Image by Photo: Jahi Chikwendiu/The Washington Post
By Ginny Cooper McCarley, Lauren Weber, Timothy Bella and Justine McDaniel
ROLLING FORK, Miss. — An entire town, flattened. Injured people staggering out of what was left of their homes, impaled with debris. And no tornado siren to be heard.
That scene is what professional storm chaser Zachary Hall found driving into Rolling Fork, Miss., after a tornado roared through.
“There were people everywhere, too many to count,” Hall said. “We initially saw a group of seven or eight people with injuries.”
More than a dozen tornadoes reportedly tore through Mississippi and Alabama on Friday night, leaving at least 26 dead and aswath of devastation 100 miles wide as severe weather continues to threaten various parts of the United States.
There is utter destruction everywhere in Rolling Fork. Homes and businesses have been reduced to rubble. Mangled cars lay flipped. Massive trees were uprooted and tossed. It was all part of one of the deadliest tornado events in Mississippi’s history. Sharkey and Humphreys counties, both rural areas of the state that are predominantly Black, were the hardest hit, especially their towns of Rolling Fork and Silver City.
“The loss will be felt in these towns forever,” Mississippi Gov. Tate Reeves (R) wrote on Twitter. He later added “Devastating damage — as everyone knows. This is a tragedy.”
The tornadoes stretched from the Louisiana border of Mississippi through Alabama as part of a supercell, or rotating thunderstorm — a rare, extended path for such a storm. The deadly devastation was amplified by the twisters’ ferocity, which crushed many of the area’s mobile homes, which are more vulnerable to destruction from strong winds. And the storm’s nocturnal path took residents by surprise as they slept.
“People here are devastated,” said Leroy Smith Jr., a member of the Sharkey County Board of Supervisors. “Last night they had their houses. Today they don’t.”
Winds gusted up to 80 mph while sheets of rain and hail the size of golf balls pounded the region. Dozens are injured, and four missing people were accounted for by Saturday afternoon, the Mississippi Emergency Management Agency said.
Severe storms also rolled through parts of the Southeast and Ohio Valley on Saturday, downing trees and power lines. One tornado was reported in Barber in southern Alabama, near the border with Georgia, around 9 a.m. Saturday.
The National Weather Service Storm Prediction Center is forecasting an elevated risk of severe thunderstorms for Sunday in a zone running from central Louisiana to southeast North Carolina, including southern Mississippi and Alabama. “Large hail to very large hail should be the main threat,” the center wrote. “Damaging winds and a few tornadoes also appear possible.”

# # # # # # #

• Directions
• 1. Copy the passage of the tornado article from "The tornadoes stretched" to "as they slept.".
• 2. Answer these questions using the tornado article:
(a) Which two counties were hit hardest?
(b) Up to what speed did winds gust?
(c) Where was a tornado reported around 9 a.m. Saturday?

Point localization data
# # # # # # #

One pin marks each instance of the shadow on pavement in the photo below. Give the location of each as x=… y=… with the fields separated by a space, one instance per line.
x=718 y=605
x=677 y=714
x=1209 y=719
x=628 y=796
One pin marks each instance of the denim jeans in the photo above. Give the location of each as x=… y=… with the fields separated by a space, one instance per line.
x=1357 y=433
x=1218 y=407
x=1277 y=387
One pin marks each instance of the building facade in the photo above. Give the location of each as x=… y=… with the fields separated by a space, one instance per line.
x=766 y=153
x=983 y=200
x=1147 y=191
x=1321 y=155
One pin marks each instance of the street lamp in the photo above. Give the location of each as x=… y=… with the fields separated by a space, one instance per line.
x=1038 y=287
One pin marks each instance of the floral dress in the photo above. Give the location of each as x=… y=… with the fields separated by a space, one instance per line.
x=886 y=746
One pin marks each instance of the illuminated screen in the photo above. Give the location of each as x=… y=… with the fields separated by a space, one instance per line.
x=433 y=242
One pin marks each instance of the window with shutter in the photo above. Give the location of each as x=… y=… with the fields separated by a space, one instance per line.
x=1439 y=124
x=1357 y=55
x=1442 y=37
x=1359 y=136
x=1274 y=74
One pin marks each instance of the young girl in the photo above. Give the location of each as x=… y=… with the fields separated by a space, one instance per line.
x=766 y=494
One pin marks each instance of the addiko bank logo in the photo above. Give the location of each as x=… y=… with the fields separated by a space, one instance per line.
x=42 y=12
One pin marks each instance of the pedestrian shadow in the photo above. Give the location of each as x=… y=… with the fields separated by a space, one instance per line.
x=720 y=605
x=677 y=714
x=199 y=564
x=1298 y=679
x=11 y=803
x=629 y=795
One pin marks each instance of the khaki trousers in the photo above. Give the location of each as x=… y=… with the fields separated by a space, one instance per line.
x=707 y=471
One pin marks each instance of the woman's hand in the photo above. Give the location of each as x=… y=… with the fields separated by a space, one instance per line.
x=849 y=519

# # # # # # #

• Answers for the exercise
• 1.
The tornadoes stretched from the Louisiana border of Mississippi through Alabama as part of a supercell, or rotating thunderstorm — a rare, extended path for such a storm. The deadly devastation was amplified by the twisters’ ferocity, which crushed many of the area’s mobile homes, which are more vulnerable to destruction from strong winds. And the storm’s nocturnal path took residents by surprise as they slept.

• 2.
(a) Sharkey and Humphreys counties
(b) 80 mph
(c) In Barber, in southern Alabama, near the border with Georgia